What you need to do
Copy the entries from the start through the line containing "[(375, 207), (113, 84)]", with the requests included, and increase every coordinate in the answers by 90. Leave the sample coordinates inside the requests unchanged.

— BEGIN Extracted information —

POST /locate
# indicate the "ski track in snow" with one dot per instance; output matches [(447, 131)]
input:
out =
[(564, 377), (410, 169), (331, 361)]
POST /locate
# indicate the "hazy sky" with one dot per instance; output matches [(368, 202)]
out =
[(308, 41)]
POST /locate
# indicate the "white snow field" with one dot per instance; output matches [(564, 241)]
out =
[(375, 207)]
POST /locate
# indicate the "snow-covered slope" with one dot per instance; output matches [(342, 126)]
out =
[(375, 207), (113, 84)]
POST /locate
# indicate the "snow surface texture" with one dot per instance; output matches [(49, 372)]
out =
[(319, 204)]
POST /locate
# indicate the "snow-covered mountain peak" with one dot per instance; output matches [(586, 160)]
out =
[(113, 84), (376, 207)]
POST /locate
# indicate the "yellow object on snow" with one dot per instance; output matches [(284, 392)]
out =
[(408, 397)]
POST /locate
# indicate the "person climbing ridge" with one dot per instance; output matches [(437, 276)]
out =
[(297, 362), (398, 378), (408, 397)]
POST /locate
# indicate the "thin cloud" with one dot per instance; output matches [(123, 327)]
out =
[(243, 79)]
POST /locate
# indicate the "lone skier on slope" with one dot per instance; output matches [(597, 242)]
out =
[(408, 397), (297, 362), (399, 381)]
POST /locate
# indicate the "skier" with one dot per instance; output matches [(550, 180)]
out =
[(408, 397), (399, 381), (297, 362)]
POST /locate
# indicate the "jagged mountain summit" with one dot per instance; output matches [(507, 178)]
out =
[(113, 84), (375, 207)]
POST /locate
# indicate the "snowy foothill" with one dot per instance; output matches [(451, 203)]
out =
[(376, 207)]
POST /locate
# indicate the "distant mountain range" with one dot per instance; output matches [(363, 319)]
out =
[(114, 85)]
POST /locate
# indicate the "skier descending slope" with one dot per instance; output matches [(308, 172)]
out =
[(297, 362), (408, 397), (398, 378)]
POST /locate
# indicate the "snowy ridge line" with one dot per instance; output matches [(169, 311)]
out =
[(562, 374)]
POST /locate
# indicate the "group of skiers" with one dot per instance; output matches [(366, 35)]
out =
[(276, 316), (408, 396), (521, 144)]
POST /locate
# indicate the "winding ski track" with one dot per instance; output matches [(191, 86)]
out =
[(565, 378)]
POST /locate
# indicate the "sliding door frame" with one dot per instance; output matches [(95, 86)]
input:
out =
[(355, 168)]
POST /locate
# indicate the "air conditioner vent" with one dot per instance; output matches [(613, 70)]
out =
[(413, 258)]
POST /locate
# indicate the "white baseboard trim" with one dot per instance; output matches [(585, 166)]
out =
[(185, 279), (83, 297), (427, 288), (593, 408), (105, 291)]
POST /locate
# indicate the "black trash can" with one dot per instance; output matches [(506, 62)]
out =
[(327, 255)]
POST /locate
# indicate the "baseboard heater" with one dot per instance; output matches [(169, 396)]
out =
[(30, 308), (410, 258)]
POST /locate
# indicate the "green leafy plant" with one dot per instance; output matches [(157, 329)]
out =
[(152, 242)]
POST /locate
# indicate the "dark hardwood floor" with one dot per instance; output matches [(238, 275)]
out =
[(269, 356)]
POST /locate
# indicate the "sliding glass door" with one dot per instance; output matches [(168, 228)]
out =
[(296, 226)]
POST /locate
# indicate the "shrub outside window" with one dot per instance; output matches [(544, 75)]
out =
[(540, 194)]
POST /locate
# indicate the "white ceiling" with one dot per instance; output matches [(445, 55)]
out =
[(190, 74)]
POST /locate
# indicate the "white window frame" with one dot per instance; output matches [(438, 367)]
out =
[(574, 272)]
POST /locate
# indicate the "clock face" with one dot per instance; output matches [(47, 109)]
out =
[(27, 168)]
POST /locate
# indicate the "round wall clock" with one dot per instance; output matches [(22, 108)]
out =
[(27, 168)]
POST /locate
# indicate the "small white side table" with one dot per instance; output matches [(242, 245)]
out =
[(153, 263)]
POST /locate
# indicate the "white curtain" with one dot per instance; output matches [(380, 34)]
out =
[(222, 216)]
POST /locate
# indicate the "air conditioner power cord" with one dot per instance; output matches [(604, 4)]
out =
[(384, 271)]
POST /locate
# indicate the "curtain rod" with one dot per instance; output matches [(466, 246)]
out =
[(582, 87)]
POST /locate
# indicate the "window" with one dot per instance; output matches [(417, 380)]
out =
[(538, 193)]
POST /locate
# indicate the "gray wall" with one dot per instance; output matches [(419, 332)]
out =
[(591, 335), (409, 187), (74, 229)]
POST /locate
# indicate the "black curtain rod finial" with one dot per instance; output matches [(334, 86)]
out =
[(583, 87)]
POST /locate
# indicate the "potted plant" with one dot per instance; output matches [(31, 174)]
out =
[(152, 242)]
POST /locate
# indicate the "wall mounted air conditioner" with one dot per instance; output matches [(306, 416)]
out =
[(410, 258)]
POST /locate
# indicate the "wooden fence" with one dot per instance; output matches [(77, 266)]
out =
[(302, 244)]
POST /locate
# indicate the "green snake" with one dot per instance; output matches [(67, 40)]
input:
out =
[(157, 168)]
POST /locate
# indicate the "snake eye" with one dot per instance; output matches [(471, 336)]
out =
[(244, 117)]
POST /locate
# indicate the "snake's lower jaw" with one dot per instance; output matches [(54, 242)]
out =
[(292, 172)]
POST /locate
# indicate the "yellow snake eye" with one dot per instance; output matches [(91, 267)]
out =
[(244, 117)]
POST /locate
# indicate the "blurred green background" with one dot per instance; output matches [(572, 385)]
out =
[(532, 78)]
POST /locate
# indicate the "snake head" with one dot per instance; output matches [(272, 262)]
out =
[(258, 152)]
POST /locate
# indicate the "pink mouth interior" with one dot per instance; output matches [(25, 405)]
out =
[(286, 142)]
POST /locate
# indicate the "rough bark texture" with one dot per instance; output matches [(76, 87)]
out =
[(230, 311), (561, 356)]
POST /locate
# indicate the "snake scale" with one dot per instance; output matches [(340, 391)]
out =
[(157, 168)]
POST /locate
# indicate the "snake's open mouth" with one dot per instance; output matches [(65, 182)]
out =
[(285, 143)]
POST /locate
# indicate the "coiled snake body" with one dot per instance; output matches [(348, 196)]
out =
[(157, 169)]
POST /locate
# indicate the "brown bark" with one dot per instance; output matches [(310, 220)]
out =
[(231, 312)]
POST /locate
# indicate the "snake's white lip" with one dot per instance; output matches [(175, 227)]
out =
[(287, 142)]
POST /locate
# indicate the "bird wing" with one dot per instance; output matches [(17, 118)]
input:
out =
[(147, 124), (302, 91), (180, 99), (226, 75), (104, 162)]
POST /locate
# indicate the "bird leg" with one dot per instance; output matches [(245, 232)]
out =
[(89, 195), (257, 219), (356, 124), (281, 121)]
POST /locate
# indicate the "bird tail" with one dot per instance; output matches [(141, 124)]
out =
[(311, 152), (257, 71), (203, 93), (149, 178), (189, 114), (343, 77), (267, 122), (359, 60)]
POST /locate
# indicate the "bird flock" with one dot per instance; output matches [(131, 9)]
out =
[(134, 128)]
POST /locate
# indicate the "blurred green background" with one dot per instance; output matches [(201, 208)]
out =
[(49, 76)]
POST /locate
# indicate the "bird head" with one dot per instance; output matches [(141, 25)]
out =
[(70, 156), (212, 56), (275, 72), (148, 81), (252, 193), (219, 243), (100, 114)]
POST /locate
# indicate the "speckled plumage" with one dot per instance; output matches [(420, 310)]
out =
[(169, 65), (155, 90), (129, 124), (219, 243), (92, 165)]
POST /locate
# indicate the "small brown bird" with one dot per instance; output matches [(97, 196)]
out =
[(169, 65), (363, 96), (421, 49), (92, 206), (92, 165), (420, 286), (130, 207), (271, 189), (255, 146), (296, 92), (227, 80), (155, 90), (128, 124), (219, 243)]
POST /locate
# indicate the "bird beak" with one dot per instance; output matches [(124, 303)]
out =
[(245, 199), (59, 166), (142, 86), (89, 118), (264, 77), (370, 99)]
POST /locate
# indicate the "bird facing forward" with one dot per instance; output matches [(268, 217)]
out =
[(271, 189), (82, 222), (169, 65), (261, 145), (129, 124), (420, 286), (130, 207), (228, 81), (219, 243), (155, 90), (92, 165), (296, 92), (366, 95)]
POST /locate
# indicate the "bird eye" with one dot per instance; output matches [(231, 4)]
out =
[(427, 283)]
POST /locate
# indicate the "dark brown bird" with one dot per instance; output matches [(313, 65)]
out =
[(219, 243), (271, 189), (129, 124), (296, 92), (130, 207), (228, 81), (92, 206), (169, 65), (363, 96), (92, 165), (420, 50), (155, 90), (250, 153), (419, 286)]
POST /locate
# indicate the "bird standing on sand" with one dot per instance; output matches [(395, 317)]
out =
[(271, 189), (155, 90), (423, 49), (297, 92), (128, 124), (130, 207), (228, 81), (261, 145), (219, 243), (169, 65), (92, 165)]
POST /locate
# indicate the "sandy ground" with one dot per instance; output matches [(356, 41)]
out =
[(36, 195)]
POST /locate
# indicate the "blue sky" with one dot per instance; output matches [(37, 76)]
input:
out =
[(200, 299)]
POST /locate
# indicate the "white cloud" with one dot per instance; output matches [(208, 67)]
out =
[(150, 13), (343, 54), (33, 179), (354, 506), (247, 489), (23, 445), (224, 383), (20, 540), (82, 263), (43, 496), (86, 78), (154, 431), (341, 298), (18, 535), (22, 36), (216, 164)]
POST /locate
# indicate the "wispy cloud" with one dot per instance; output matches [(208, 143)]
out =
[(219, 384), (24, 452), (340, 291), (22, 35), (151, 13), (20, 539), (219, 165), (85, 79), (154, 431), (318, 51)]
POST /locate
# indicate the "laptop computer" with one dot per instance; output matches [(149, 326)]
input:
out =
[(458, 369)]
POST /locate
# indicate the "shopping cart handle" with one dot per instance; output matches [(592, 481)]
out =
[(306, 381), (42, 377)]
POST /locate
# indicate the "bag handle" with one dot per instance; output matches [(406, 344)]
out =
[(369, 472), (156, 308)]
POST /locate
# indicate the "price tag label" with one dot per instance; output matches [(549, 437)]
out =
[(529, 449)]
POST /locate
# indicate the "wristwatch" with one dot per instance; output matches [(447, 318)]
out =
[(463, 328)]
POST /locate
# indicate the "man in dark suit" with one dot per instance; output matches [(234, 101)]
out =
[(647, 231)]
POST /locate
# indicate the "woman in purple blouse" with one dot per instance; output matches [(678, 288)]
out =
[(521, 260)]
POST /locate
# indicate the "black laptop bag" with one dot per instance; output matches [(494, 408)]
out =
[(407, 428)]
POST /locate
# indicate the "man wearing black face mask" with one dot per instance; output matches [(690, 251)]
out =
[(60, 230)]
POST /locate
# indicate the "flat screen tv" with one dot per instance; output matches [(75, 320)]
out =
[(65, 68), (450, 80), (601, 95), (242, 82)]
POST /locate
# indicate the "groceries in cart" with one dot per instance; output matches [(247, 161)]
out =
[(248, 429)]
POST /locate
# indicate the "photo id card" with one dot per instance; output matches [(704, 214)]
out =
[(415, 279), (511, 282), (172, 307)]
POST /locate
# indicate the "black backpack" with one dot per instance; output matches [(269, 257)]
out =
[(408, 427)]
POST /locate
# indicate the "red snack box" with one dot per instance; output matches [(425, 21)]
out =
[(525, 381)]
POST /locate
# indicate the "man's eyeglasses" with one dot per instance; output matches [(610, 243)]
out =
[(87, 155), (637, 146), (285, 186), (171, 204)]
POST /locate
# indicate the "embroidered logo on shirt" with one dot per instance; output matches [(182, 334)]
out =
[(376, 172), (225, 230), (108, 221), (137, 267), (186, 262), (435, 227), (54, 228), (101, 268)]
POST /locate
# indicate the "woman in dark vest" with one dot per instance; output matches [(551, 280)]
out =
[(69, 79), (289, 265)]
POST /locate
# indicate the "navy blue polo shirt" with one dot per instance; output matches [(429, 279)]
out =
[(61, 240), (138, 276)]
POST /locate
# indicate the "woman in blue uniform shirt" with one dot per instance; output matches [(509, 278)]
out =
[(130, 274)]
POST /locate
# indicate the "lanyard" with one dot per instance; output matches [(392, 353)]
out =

— END Extracted information —

The solution
POST /locate
# indicate the "ski track in snow" with one dot per instance; output matches [(447, 131)]
input:
out =
[(654, 467), (500, 259), (421, 451)]
POST /locate
# indicate the "hazy sky" with one dot per instance; output matches [(368, 202)]
out =
[(398, 131)]
POST /locate
# indicate the "white snow field" with one dot per instance; output matches [(564, 241)]
out =
[(465, 297)]
POST /locate
# indicate the "snow-covered slope" with one dot per instance; output matches [(342, 126)]
out =
[(465, 297), (203, 174)]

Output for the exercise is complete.